[Text provided]
::::

Sumit Singhal loves modern architecture. He comes from a family of builders who have built more than 20 projects in the last ten years near Delhi in India. He has recently started writing about the architectural projects that catch his imagination.
The Digit by Anagram Architects
November 5th, 2014 by Sumit Singhal
Article source: Anagram Architects
The world of corporate marketing communication is all about grabbing eyeballs and our clients are one of the largest outdoor media companies in the country. Today, through outdoor or out-of-home (OOH) advertising, corporate brand identities are ubiquitous to the urban scape. An extremely potent form of communication, it relies heavily on high visual impact in a fleetingly brief engagement. Its clamorous visual language acts as an overlay or imprint on the urban built language. It intrepidly uses built volume and urban inserts to increase its visibility or to accent its messaging. Its contribution to urban culture ranges from adding to its chaotic visual cacophony to inspiring its street art.
The approach of our design was to investigate the notion of identity (corporate, organisational and individual) and its urban projection.To this end, we explored, semiotically, the most common idiom of identity, the thumbprint. The shimmering, fluttering, red screen perforated with the company’s logo is an idiom for its “digital identity”. The idiom changes to that of the identity of the individual within the organisation in the thumbprint ceiling of the entrance lobby within. We felt that the architecture must project an arresting visual language and the split second impact of a roadside billboard while simultaneously commiting to a deeper value and meaning to the organisation, the edifice and the occupant.

::::

[Extracted information]
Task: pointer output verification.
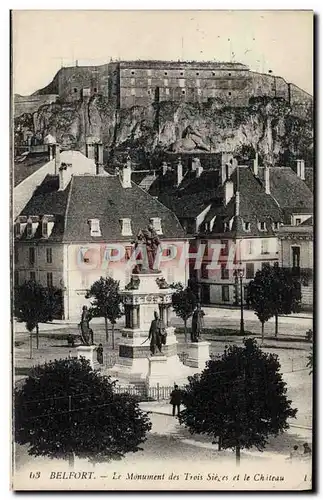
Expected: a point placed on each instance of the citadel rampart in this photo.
(140, 83)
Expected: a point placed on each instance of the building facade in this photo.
(77, 227)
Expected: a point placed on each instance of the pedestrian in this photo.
(176, 399)
(307, 449)
(99, 354)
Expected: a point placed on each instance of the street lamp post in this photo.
(239, 274)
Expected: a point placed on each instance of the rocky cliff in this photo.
(267, 125)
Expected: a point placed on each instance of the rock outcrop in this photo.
(267, 125)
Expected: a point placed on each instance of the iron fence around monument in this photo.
(157, 393)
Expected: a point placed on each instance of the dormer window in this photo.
(156, 222)
(126, 227)
(95, 227)
(29, 228)
(45, 228)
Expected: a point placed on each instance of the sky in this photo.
(43, 41)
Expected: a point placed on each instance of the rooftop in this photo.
(99, 197)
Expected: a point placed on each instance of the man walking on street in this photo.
(175, 399)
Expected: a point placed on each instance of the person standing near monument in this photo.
(86, 331)
(157, 334)
(197, 323)
(176, 399)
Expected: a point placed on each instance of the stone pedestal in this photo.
(199, 354)
(157, 372)
(88, 352)
(133, 364)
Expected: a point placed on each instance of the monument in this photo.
(87, 348)
(148, 348)
(199, 350)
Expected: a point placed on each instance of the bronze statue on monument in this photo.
(86, 331)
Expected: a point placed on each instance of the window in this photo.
(45, 228)
(29, 229)
(225, 293)
(49, 280)
(126, 227)
(49, 256)
(224, 272)
(225, 247)
(204, 270)
(264, 246)
(31, 256)
(250, 270)
(156, 222)
(95, 227)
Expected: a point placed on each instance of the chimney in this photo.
(126, 175)
(164, 167)
(197, 167)
(57, 155)
(199, 170)
(65, 175)
(300, 166)
(237, 203)
(267, 181)
(179, 172)
(255, 165)
(228, 191)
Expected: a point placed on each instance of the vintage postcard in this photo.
(162, 250)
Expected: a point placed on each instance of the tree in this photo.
(34, 304)
(240, 398)
(106, 303)
(258, 292)
(66, 409)
(273, 291)
(184, 302)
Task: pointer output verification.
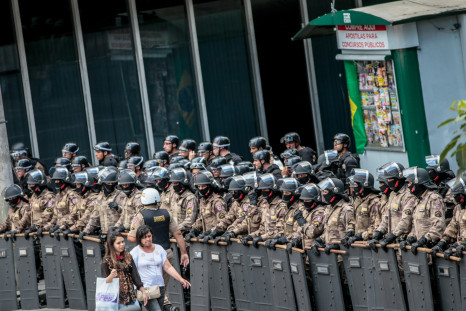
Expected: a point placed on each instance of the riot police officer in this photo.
(212, 207)
(206, 150)
(18, 219)
(292, 140)
(427, 217)
(70, 150)
(339, 216)
(163, 158)
(108, 204)
(127, 181)
(263, 165)
(273, 211)
(79, 163)
(341, 143)
(366, 205)
(103, 153)
(132, 149)
(171, 144)
(184, 206)
(221, 146)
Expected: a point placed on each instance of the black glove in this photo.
(460, 249)
(298, 216)
(294, 243)
(66, 233)
(29, 231)
(82, 235)
(113, 205)
(40, 232)
(330, 247)
(318, 243)
(252, 195)
(388, 240)
(421, 242)
(55, 228)
(256, 241)
(56, 234)
(191, 235)
(356, 237)
(440, 247)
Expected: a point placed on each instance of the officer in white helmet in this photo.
(162, 224)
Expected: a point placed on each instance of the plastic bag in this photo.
(107, 294)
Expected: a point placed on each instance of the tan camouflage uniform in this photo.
(103, 216)
(19, 218)
(273, 219)
(211, 211)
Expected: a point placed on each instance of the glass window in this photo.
(225, 71)
(168, 66)
(10, 80)
(54, 77)
(113, 78)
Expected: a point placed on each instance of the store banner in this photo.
(357, 117)
(362, 37)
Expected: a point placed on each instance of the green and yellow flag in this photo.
(357, 115)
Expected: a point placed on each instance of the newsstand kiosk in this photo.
(384, 86)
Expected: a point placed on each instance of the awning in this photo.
(391, 13)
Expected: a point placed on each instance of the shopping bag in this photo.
(106, 295)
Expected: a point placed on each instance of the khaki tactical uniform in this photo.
(339, 219)
(184, 207)
(365, 214)
(85, 206)
(313, 227)
(19, 218)
(103, 216)
(129, 209)
(211, 211)
(456, 229)
(39, 204)
(429, 217)
(273, 219)
(64, 210)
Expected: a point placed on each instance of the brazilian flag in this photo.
(357, 115)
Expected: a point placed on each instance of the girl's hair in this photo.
(110, 249)
(141, 233)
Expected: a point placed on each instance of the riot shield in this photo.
(448, 283)
(326, 281)
(417, 277)
(26, 272)
(219, 279)
(54, 290)
(298, 273)
(387, 284)
(92, 267)
(200, 298)
(239, 276)
(8, 299)
(71, 275)
(175, 289)
(358, 267)
(280, 278)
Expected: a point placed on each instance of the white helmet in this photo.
(150, 196)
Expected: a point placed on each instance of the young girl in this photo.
(119, 264)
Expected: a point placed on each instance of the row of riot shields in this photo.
(231, 276)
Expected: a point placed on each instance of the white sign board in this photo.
(362, 37)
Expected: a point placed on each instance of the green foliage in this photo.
(457, 146)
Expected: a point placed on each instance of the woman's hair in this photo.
(141, 233)
(110, 249)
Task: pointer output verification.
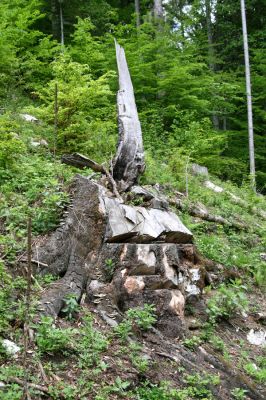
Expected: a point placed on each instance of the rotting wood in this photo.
(198, 212)
(128, 163)
(80, 161)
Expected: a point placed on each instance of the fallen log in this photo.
(128, 163)
(203, 213)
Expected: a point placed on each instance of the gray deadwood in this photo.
(249, 97)
(128, 163)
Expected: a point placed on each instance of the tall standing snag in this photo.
(129, 160)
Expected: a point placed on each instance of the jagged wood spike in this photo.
(128, 163)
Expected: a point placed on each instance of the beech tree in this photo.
(249, 97)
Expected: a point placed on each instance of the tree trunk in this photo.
(61, 23)
(211, 54)
(158, 9)
(128, 163)
(137, 12)
(54, 20)
(249, 98)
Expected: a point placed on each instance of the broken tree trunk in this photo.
(100, 227)
(128, 163)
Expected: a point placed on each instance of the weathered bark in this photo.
(80, 161)
(211, 53)
(54, 19)
(71, 249)
(61, 23)
(129, 160)
(158, 9)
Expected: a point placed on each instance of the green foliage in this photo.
(192, 343)
(141, 318)
(239, 394)
(197, 387)
(257, 370)
(86, 119)
(227, 301)
(11, 145)
(52, 340)
(91, 345)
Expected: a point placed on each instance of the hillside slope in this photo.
(84, 354)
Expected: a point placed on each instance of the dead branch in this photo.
(80, 161)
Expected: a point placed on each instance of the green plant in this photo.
(50, 339)
(140, 363)
(199, 385)
(123, 330)
(119, 386)
(258, 372)
(144, 317)
(71, 306)
(238, 393)
(91, 345)
(192, 343)
(227, 301)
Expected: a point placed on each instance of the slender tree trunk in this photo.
(158, 9)
(61, 23)
(211, 55)
(249, 98)
(54, 19)
(137, 11)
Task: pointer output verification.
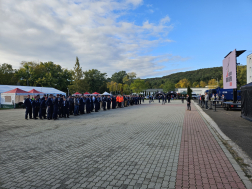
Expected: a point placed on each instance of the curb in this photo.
(214, 128)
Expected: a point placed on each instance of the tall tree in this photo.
(138, 85)
(7, 75)
(202, 84)
(118, 76)
(78, 83)
(96, 80)
(183, 83)
(168, 86)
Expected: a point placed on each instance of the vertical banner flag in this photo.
(229, 71)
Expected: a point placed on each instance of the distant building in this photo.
(150, 91)
(195, 90)
(249, 68)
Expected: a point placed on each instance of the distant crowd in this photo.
(59, 106)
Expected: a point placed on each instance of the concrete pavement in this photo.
(143, 146)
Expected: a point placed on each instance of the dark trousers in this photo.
(65, 112)
(35, 113)
(55, 112)
(42, 113)
(188, 106)
(76, 109)
(28, 111)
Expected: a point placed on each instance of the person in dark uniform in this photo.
(35, 105)
(28, 108)
(188, 99)
(88, 105)
(104, 100)
(108, 102)
(71, 105)
(76, 105)
(55, 108)
(65, 108)
(96, 102)
(81, 106)
(182, 98)
(60, 100)
(84, 104)
(91, 104)
(42, 109)
(49, 104)
(163, 102)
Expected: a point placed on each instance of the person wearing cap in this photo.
(65, 108)
(35, 105)
(104, 100)
(42, 108)
(28, 107)
(55, 107)
(49, 105)
(108, 102)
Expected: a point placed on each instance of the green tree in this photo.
(182, 83)
(168, 86)
(118, 76)
(202, 84)
(96, 80)
(241, 76)
(138, 85)
(7, 75)
(78, 84)
(189, 91)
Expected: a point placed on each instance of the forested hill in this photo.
(205, 75)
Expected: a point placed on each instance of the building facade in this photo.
(249, 68)
(195, 90)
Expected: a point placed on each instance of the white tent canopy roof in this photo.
(44, 90)
(106, 93)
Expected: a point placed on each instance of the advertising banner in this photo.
(229, 71)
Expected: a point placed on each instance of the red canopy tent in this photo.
(86, 93)
(35, 92)
(77, 94)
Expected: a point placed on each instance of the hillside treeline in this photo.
(48, 74)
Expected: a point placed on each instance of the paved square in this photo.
(133, 147)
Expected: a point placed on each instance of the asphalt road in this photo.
(238, 129)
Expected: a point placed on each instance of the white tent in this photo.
(10, 98)
(106, 94)
(44, 90)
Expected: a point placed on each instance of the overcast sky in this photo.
(151, 38)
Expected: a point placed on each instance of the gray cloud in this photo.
(58, 31)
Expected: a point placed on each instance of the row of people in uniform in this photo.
(59, 106)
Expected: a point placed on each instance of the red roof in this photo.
(16, 90)
(96, 93)
(34, 91)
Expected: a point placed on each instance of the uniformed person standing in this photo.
(35, 105)
(49, 104)
(42, 109)
(65, 108)
(108, 102)
(55, 108)
(104, 100)
(28, 107)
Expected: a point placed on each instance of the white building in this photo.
(249, 68)
(11, 98)
(195, 90)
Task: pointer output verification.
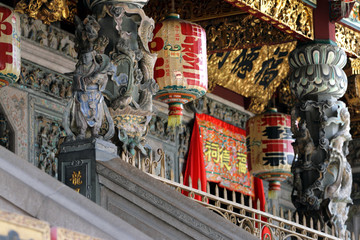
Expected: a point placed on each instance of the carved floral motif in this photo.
(321, 127)
(45, 81)
(48, 36)
(48, 139)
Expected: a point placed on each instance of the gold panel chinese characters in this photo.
(293, 16)
(253, 72)
(348, 39)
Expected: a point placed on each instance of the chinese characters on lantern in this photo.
(224, 151)
(9, 46)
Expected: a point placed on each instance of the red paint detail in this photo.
(4, 83)
(5, 27)
(276, 119)
(324, 29)
(193, 63)
(158, 71)
(4, 58)
(175, 110)
(158, 26)
(53, 233)
(277, 146)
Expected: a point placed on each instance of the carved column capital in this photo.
(321, 127)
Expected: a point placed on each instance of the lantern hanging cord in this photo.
(172, 6)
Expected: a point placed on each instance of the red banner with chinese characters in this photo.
(224, 150)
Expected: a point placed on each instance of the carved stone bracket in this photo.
(48, 36)
(347, 39)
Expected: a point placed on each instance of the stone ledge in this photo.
(43, 197)
(166, 204)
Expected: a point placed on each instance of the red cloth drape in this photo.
(259, 193)
(195, 167)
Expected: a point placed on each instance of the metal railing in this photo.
(268, 224)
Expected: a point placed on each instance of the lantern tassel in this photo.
(274, 189)
(174, 120)
(175, 114)
(273, 194)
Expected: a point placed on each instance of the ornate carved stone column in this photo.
(321, 127)
(126, 31)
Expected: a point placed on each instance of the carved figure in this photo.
(89, 80)
(45, 10)
(132, 86)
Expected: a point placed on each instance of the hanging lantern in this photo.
(270, 152)
(181, 65)
(10, 60)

::::

[Exercise goal]
From the article on The Digit above, copy out word for word the stretch from "The Digit by" through "its street art.".

[Exercise output]
The Digit by Anagram Architects
November 5th, 2014 by Sumit Singhal
Article source: Anagram Architects
The world of corporate marketing communication is all about grabbing eyeballs and our clients are one of the largest outdoor media companies in the country. Today, through outdoor or out-of-home (OOH) advertising, corporate brand identities are ubiquitous to the urban scape. An extremely potent form of communication, it relies heavily on high visual impact in a fleetingly brief engagement. Its clamorous visual language acts as an overlay or imprint on the urban built language. It intrepidly uses built volume and urban inserts to increase its visibility or to accent its messaging. Its contribution to urban culture ranges from adding to its chaotic visual cacophony to inspiring its street art.